Enunciado 1 ->
Com base no texto sobre o novo Fundeb, responda:
(a) Quais PECs de 2019 sintetizam a agenda 3D, e que nome recebe o plano que elas conformam?
(b) De acordo com o art. 212 citado, qual percentual mínimo da receita de impostos os Estados, o Distrito Federal e os Municípios devem aplicar na manutenção e desenvolvimento do ensino?
(c) Em que jornal e em que data foi publicada a entrevista do senador Marcio Bittar?

Trecho da fonte ->
• • •

O novo Fundeb e as ameaças ao financiamento da educação pública

Na segunda parte do artigo, Bruno Costa alerta para a demora da regulamentação do Fundeb - aprovado por unanimidade - e o que isso pode sinalizar, considerando as ameaças ao financiamento público da educação brasileira
O novo Fundeb e as ameaças ao financiamento da educação pública

Se o novo Fundeb foi aprovado praticamente por unanimidade no parlamento, o que está retardando sua regulamentação no plano infraconstitucional? O que ameaça o novo Fundeb e o financiamento da educação pública?

Em primeiro lugar, é preciso mencionar novamente a agenda 3D, liderada pelo ministro Paulo Guedes e sintetizada nas PECs 186, 187 e 188 de 2019, que conformam o chamado Plano Mais Brasil. A intenção do governo sempre foi acabar com as vinculações orçamentárias inscritas no texto constitucional, inclusive com a vinculação expressa no art. 212 da CF:

Art. 212. A União aplicará, anualmente, nunca menos de dezoito, e os Estados, o Distrito Federal e os Municípios vinte e cinco por cento, no mínimo, da receita resultante de impostos, compreendida a proveniente de transferências, na manutenção e desenvolvimento do ensino.

Como o Fundeb é uma subvinculação da vinculação inscrita no art. 212 da Constituição, o fim da vinculação poderá nos conduzir a dois cenários, ambos catastróficos:

  1. Em um primeiro cenário, o novo Fundeb passaria a ser o único instrumento de financiamento da educação básica pública, uma vez que os recursos que não são vinculados à educação via Fundeb deixariam de ser vinculados à educação;
  2. Em um segundo cenário, o novo Fundeb, recentemente promulgado via Emenda Constitucional 108/2020, deixaria de existir, uma vez que se trata de uma subvinculação e que a vinculação constitucional seria extinta.

Trata-se de uma ameaça manifesta, uma vez que o relator da PEC 188/19 (pacto federativo), o senador Marcio Bittar (MDB/AC), em entrevista publicada no jornal Correio Braziliense em 05/09/2020, afirmou com todas as letras que, com o consentimento do ministro Paulo Guedes e a autorização do presidente Bolsonaro, apresentará um parecer propondo o fim do piso constitucional da educação e da saúde.

• • •

Dados de trabalho ->
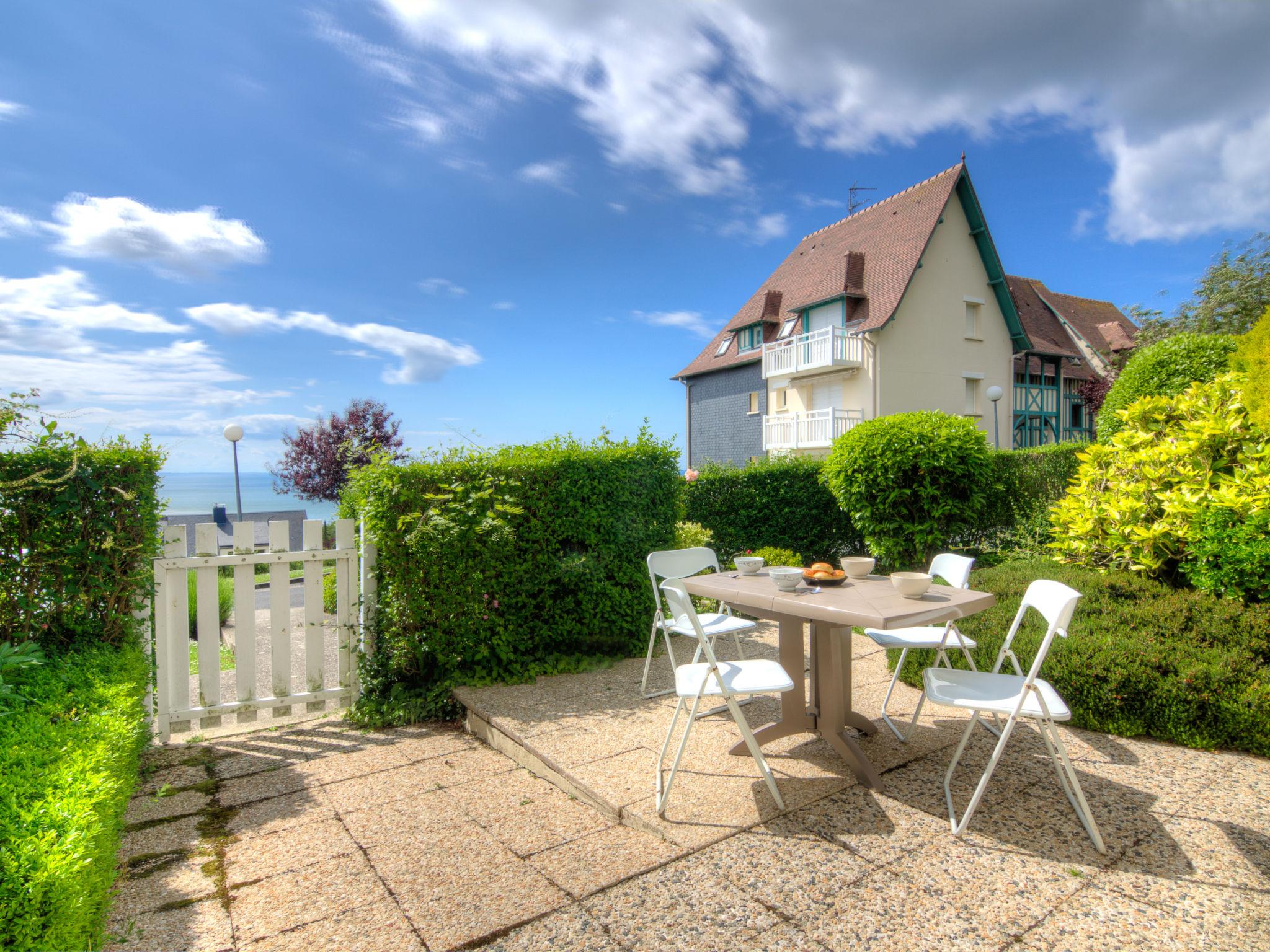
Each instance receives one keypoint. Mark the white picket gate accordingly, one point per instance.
(172, 706)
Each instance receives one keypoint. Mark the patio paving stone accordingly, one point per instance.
(306, 895)
(380, 927)
(198, 926)
(615, 853)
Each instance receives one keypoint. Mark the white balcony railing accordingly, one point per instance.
(828, 347)
(810, 430)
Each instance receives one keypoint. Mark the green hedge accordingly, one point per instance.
(74, 553)
(1142, 658)
(68, 767)
(495, 566)
(775, 501)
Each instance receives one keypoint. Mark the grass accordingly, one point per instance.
(226, 658)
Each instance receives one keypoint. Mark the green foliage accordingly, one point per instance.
(224, 598)
(1253, 357)
(1230, 553)
(69, 762)
(1163, 368)
(1142, 658)
(691, 535)
(14, 660)
(773, 501)
(499, 565)
(1139, 500)
(911, 483)
(78, 524)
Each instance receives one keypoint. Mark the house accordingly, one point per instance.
(295, 519)
(901, 306)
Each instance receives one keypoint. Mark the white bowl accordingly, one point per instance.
(858, 566)
(911, 584)
(785, 579)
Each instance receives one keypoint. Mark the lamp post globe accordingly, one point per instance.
(234, 433)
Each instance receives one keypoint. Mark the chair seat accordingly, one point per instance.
(753, 677)
(985, 691)
(920, 637)
(713, 624)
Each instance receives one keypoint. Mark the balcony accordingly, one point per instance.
(812, 430)
(819, 350)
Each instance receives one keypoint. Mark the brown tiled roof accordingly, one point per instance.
(1044, 329)
(892, 234)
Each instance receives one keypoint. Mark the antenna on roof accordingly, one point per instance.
(854, 196)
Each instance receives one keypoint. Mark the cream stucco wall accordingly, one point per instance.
(923, 353)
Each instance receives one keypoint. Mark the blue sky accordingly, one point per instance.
(521, 219)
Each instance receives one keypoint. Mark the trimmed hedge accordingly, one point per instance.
(1163, 368)
(775, 501)
(69, 764)
(497, 566)
(1142, 658)
(78, 524)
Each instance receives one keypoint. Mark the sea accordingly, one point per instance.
(196, 493)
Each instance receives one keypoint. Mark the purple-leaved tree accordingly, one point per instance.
(318, 459)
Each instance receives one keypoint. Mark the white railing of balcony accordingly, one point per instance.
(828, 347)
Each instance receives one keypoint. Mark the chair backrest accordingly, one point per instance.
(680, 604)
(954, 569)
(1055, 603)
(678, 564)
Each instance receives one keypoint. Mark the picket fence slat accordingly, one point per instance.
(244, 621)
(280, 616)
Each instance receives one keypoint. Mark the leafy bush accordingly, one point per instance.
(911, 483)
(1163, 368)
(1253, 357)
(1142, 658)
(1230, 553)
(1139, 499)
(224, 599)
(78, 524)
(773, 501)
(499, 565)
(691, 535)
(69, 762)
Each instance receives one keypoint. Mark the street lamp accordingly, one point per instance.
(995, 394)
(234, 433)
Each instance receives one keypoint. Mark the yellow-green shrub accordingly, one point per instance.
(1139, 499)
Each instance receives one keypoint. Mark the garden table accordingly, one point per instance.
(870, 602)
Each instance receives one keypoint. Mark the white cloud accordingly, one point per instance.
(757, 231)
(691, 322)
(1173, 94)
(13, 223)
(441, 286)
(557, 173)
(172, 243)
(420, 357)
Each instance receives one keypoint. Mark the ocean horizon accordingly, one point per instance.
(196, 493)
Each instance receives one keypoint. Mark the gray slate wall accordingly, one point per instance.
(723, 430)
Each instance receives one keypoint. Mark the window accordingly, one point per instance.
(972, 395)
(973, 310)
(750, 338)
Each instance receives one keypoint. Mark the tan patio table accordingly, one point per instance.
(870, 602)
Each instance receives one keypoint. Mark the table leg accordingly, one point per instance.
(794, 715)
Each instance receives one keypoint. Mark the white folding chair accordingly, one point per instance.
(1015, 696)
(714, 678)
(956, 570)
(680, 564)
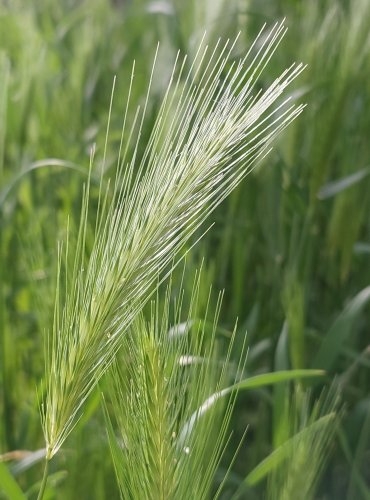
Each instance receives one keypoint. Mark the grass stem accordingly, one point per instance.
(44, 480)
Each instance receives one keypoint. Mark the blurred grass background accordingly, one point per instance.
(291, 245)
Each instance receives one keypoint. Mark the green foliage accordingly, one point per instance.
(290, 246)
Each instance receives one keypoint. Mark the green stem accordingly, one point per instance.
(44, 480)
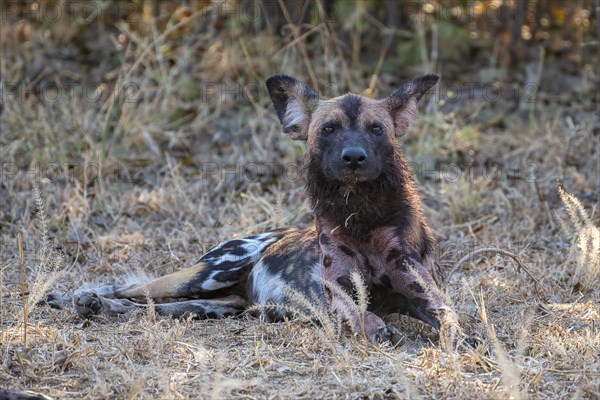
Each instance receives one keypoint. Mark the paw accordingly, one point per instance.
(57, 301)
(87, 304)
(389, 334)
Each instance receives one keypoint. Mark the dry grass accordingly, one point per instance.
(145, 187)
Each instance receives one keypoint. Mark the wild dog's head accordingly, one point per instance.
(351, 137)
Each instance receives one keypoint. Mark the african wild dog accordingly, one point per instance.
(368, 219)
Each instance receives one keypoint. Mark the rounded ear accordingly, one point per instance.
(402, 104)
(294, 103)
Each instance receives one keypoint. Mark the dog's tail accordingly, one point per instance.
(218, 270)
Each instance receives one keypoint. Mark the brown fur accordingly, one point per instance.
(367, 209)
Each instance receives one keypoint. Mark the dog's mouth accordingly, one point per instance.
(352, 178)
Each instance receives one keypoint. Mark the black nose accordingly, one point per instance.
(354, 157)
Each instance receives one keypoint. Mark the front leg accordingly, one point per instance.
(408, 274)
(338, 260)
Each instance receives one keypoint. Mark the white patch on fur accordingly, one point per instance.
(267, 287)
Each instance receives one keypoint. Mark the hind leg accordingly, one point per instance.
(89, 304)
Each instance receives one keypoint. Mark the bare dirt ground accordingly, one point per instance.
(130, 147)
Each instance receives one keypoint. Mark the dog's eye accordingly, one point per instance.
(328, 129)
(376, 129)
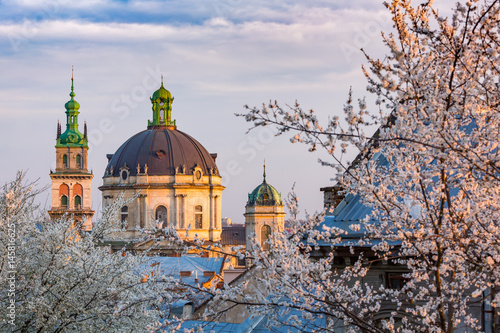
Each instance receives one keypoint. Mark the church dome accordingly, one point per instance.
(165, 151)
(161, 150)
(264, 195)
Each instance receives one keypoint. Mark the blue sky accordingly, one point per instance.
(215, 55)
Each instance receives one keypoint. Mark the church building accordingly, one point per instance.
(71, 179)
(264, 214)
(167, 178)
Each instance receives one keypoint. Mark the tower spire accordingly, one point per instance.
(72, 93)
(264, 170)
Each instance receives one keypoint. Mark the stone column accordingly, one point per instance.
(178, 223)
(137, 222)
(212, 221)
(144, 215)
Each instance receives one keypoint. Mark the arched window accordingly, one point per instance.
(78, 202)
(63, 195)
(162, 216)
(79, 161)
(265, 232)
(78, 195)
(198, 217)
(124, 215)
(64, 201)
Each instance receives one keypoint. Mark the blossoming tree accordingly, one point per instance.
(54, 279)
(430, 177)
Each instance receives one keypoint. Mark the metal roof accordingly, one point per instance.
(233, 235)
(163, 150)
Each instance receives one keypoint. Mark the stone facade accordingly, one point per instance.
(167, 178)
(71, 180)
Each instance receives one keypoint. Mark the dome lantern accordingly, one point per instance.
(71, 136)
(162, 108)
(264, 195)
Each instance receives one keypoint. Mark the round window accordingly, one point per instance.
(161, 154)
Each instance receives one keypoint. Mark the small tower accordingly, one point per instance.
(162, 109)
(71, 180)
(264, 213)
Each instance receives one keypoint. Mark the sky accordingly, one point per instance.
(215, 55)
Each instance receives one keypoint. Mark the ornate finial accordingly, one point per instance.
(264, 170)
(72, 93)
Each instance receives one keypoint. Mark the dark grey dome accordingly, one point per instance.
(164, 151)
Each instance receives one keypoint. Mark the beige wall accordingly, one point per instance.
(180, 194)
(258, 216)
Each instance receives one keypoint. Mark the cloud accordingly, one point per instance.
(216, 56)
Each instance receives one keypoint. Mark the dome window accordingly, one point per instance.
(63, 194)
(78, 202)
(265, 232)
(198, 217)
(124, 215)
(162, 216)
(124, 172)
(160, 154)
(64, 201)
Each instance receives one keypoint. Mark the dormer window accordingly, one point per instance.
(125, 172)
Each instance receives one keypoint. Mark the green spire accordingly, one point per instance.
(264, 171)
(72, 136)
(162, 108)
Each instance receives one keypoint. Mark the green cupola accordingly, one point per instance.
(162, 108)
(264, 195)
(71, 137)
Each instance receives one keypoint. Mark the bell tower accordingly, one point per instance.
(264, 214)
(71, 179)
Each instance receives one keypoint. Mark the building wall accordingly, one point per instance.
(179, 194)
(258, 216)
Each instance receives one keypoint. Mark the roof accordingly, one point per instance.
(258, 324)
(264, 195)
(165, 152)
(233, 235)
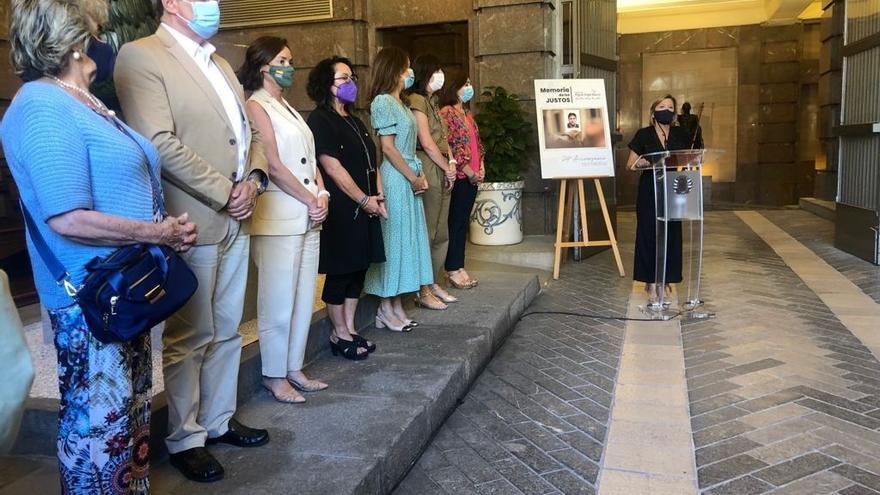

• • •

Enunciado 2 ->
Conte as linhas dos registros que contêm a palavra "picket", distinguindo maiúsculas de minúsculas. Responda apenas com o número.

Resposta escrita 1 ->
(a) As PECs 186, 187 e 188 de 2019, que conformam o Plano Mais Brasil.
(b) Vinte e cinco por cento, no mínimo, da receita resultante de impostos, incluída a proveniente de transferências.
(c) No jornal Correio Braziliense, em 05/09/2020.

Resposta escrita 2 ->
2